Copy out every line of the entries that contains the word "tree".

------------------------------------------------------------

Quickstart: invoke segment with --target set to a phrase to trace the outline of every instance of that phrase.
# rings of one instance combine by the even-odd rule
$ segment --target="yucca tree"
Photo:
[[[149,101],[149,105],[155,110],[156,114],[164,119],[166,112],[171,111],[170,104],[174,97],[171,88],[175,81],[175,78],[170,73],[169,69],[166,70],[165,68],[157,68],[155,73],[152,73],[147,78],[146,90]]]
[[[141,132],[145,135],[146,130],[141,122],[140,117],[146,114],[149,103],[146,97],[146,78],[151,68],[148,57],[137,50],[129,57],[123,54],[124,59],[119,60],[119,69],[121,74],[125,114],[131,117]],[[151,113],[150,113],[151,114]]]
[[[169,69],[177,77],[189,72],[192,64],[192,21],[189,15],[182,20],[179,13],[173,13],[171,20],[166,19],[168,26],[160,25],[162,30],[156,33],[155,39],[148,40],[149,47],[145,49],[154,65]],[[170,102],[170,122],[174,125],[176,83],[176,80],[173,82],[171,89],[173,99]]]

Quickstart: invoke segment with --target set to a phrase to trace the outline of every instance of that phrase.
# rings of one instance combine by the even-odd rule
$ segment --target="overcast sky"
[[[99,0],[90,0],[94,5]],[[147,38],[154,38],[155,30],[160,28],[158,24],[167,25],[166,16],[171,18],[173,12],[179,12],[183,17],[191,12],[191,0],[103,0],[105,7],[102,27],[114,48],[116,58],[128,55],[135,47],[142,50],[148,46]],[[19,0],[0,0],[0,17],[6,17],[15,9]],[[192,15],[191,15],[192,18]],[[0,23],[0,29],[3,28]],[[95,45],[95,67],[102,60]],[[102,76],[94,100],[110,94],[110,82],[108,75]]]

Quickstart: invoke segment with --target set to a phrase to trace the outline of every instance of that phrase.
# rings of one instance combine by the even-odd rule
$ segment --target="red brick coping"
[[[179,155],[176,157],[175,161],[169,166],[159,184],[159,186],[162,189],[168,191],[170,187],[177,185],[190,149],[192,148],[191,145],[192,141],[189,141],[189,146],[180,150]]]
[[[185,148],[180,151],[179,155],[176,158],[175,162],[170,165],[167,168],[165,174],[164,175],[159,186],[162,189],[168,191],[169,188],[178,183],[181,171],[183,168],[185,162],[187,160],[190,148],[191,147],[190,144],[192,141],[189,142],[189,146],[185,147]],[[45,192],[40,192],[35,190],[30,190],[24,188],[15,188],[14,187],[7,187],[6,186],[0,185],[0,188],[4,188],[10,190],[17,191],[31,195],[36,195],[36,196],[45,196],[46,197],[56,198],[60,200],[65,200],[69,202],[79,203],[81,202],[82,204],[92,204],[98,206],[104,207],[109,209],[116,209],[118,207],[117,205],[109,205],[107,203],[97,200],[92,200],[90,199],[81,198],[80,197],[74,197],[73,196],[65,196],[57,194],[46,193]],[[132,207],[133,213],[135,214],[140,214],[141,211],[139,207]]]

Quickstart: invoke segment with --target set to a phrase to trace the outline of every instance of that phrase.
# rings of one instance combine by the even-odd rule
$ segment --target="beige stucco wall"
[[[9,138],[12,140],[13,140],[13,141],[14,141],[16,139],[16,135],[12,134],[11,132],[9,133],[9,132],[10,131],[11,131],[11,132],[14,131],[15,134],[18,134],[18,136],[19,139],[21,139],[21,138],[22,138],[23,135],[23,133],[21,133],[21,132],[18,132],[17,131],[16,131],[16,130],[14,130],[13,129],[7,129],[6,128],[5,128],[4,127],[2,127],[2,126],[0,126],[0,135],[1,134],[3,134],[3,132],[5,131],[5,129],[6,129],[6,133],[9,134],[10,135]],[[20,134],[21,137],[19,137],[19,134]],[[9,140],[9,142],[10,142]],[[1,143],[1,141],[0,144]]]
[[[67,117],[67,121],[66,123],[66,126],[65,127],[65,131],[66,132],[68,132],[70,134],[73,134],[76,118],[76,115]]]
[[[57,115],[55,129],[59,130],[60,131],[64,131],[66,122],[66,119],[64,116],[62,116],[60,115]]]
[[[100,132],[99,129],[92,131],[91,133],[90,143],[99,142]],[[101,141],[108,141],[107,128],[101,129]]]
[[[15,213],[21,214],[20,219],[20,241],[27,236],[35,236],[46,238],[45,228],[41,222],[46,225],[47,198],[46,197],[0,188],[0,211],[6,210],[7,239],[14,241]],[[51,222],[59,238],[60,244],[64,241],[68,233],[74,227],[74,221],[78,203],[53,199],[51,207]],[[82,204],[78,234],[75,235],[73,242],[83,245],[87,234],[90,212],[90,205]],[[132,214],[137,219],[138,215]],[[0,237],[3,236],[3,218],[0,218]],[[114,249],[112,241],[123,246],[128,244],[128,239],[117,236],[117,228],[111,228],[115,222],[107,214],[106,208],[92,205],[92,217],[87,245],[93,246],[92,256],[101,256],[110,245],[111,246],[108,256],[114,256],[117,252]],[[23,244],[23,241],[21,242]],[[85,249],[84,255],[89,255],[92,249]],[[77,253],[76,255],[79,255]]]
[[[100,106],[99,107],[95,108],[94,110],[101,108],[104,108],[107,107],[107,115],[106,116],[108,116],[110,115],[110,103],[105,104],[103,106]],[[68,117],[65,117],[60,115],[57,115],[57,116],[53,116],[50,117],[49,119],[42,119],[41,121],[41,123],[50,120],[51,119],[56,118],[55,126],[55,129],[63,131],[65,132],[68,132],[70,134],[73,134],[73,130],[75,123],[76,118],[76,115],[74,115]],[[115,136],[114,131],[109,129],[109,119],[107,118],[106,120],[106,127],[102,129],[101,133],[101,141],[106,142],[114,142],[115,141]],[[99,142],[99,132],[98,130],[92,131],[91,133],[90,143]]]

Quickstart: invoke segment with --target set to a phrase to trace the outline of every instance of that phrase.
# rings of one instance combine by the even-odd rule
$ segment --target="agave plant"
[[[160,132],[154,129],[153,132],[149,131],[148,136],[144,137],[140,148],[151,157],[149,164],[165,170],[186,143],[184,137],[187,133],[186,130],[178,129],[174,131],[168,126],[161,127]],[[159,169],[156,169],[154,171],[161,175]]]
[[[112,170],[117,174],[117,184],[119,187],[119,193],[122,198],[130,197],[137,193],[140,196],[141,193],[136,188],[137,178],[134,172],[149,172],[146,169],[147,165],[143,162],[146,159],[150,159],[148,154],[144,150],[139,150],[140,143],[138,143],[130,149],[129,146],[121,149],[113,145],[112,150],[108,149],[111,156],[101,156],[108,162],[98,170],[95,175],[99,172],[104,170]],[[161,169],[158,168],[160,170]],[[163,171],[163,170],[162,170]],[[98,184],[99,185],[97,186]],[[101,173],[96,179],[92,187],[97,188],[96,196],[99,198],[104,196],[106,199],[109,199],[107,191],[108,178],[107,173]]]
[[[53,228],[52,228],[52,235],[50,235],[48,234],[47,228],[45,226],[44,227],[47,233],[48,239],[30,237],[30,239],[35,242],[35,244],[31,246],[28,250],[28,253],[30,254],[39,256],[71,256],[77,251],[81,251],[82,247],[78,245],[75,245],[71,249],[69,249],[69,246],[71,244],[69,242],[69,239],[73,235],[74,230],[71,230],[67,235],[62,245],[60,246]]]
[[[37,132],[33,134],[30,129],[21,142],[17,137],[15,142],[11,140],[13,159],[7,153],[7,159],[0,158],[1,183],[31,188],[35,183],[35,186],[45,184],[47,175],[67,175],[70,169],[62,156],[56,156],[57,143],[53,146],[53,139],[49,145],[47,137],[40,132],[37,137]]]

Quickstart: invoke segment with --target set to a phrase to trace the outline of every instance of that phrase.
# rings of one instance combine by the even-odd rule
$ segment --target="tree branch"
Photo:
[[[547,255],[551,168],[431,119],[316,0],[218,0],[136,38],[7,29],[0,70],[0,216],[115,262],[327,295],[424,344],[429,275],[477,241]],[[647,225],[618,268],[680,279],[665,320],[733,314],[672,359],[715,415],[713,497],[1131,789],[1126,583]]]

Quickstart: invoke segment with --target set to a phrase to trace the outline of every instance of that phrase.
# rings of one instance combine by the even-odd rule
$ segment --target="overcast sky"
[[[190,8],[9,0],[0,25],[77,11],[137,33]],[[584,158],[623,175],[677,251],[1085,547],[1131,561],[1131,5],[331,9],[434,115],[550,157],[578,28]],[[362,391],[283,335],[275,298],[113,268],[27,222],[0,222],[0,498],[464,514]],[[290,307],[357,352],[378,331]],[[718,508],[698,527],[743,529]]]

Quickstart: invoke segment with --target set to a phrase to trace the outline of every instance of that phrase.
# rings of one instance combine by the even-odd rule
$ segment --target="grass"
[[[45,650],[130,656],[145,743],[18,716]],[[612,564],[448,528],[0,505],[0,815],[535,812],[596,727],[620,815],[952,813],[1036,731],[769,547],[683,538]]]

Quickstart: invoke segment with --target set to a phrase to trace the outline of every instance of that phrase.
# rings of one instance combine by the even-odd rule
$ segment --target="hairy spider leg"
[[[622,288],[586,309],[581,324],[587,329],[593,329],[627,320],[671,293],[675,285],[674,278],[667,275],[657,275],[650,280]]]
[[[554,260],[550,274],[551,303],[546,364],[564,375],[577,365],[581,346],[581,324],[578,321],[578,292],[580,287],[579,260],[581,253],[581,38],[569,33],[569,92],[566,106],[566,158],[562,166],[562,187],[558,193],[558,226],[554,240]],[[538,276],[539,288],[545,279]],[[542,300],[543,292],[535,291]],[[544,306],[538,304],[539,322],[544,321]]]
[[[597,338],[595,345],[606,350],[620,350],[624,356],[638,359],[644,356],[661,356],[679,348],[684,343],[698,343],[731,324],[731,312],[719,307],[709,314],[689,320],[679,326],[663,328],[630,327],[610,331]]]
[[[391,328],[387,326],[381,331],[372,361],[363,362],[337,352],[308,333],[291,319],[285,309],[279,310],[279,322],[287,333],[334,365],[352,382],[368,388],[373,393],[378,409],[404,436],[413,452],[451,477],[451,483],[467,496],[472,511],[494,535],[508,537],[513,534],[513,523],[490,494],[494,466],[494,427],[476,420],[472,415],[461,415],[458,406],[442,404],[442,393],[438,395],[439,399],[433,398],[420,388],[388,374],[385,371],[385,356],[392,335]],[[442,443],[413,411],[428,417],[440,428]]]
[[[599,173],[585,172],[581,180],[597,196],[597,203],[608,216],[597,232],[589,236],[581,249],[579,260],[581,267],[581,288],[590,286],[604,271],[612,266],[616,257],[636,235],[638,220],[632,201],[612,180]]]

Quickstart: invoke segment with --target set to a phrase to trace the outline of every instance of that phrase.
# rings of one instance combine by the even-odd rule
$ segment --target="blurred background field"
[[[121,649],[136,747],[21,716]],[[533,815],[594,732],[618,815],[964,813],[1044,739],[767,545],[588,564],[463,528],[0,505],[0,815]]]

------------------------------------------------------------

_Complete output_:
$ segment --target="yucca tree"
$ segment --target="tree branch"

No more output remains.